→ Problem description: Once you reach the line containing "Question. Spot each instance of the woman's sunglasses", write out that line and every remaining line of the records exactly.

══ Materials provided ══

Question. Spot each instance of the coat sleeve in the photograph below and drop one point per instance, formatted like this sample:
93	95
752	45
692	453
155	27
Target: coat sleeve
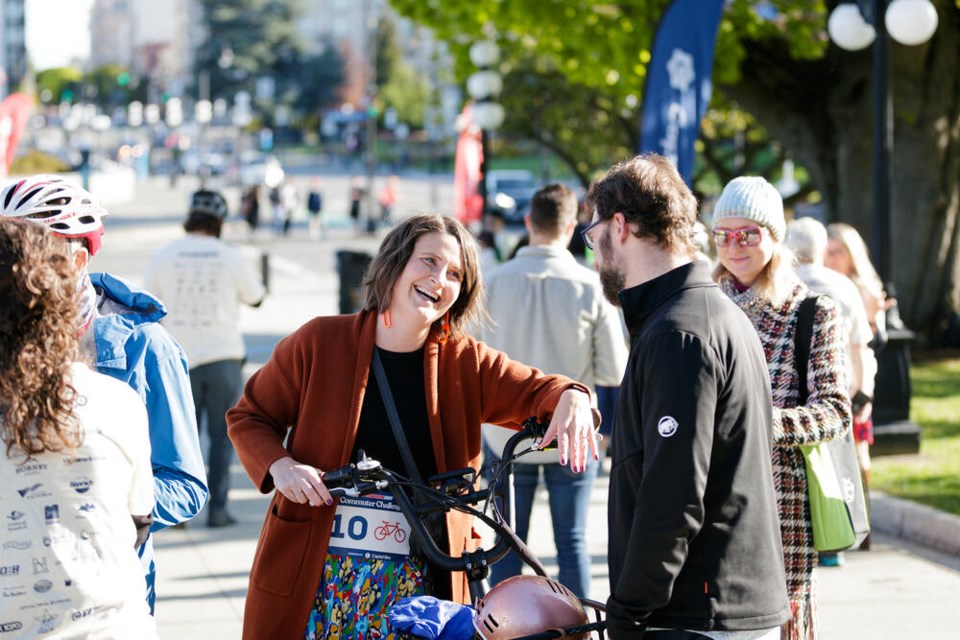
677	404
826	415
270	404
512	392
178	473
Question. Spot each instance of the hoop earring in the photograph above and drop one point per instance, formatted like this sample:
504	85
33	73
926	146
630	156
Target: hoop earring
444	329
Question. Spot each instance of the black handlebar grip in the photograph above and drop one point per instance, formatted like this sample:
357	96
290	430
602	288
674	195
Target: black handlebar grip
341	477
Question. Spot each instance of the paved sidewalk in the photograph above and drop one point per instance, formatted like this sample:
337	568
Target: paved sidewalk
895	591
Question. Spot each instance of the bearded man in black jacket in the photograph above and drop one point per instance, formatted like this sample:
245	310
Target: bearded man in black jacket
694	541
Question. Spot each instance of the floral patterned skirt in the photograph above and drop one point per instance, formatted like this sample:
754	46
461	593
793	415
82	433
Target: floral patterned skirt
356	593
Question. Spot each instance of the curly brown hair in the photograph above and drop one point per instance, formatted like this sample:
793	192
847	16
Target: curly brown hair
39	305
649	191
395	252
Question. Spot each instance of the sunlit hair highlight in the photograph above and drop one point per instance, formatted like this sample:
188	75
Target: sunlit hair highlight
864	275
395	252
39	305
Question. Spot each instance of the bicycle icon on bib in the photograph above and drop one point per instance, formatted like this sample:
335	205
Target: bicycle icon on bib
390	529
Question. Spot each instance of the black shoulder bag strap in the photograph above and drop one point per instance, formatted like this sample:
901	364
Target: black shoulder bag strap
802	338
391	408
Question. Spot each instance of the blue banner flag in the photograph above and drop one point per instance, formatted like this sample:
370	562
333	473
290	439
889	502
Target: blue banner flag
678	85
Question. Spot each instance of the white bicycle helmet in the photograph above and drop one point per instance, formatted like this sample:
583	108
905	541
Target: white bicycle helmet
526	605
65	208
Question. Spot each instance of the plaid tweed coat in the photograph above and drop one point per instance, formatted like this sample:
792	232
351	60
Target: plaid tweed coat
825	416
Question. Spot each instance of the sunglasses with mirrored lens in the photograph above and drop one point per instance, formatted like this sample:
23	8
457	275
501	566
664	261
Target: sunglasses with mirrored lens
744	236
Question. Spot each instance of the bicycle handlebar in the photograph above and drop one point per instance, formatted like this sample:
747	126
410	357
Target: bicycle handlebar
456	492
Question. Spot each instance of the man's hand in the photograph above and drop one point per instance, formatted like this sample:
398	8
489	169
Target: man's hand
573	426
299	482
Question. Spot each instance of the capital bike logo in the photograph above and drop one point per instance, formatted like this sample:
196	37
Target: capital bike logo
13	592
19	545
34	491
31	469
7	627
81	485
16	520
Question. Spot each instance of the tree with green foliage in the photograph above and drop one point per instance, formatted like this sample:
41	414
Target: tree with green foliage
320	78
399	86
62	83
110	85
247	40
809	95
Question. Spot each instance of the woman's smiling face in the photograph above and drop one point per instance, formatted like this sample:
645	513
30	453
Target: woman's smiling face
430	282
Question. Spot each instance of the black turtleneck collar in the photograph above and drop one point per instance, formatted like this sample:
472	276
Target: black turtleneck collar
640	301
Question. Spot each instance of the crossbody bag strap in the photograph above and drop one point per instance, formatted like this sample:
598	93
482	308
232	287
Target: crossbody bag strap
391	408
802	338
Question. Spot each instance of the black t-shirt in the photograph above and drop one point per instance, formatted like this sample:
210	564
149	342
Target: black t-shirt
375	435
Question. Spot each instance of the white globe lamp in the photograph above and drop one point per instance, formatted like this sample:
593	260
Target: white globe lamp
848	29
911	22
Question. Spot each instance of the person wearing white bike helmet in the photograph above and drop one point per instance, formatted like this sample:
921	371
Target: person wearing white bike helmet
204	281
124	339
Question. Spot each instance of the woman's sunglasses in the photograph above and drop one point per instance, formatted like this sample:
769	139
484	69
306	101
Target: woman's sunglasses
744	236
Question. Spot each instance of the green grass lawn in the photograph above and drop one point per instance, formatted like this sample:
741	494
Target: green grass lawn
931	477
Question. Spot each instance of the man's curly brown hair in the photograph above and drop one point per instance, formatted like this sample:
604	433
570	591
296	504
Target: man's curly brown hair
39	307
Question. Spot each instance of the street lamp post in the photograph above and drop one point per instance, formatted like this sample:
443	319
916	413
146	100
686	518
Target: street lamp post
484	86
854	27
857	26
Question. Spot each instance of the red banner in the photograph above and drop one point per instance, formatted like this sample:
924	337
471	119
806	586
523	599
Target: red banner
467	201
14	111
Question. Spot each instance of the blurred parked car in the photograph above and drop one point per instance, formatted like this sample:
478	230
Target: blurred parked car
257	168
509	192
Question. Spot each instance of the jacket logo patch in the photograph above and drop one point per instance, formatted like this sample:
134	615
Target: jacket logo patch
667	426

═══

→ Completed task:
Question. Spot each instance of the woman's sunglasses in the photograph above and drop one point per instance, formatted like this sample:
769	139
484	69
306	101
Target: woman's sunglasses
744	236
Question. Spot each instance of the green grass lawn in the photograph above and drop one point per instance, formatted like this sample:
741	494
Target: green grass lawn
931	477
Question. Spot each instance of the man's curly brown hair in the photograph above and drop one point per instance, formatted like this sample:
604	433
570	591
296	504
Target: man's curly brown hair
39	307
Question. Spot each instance of the street lamp post in the photograph above and drop one point per instance, formatted like this sample:
443	319
916	413
146	100
686	518
Target: street lamp post
484	86
854	27
857	26
Question. Spot each instance of the red banner in the photograph above and drop one point per instance, formatted like this sample:
924	337
471	119
806	586
523	599
Target: red banner
467	201
14	111
Question. Spot each instance of the blurred parked car in the photograph above and drop one point per instance, formatted like this sample:
478	230
Target: blurred parked car
257	168
509	192
Question. Spot each instance of the jacket logo patch in the photograph above and drop one point per instance, formatted like this sample:
134	615
Target: jacket logo patch
667	426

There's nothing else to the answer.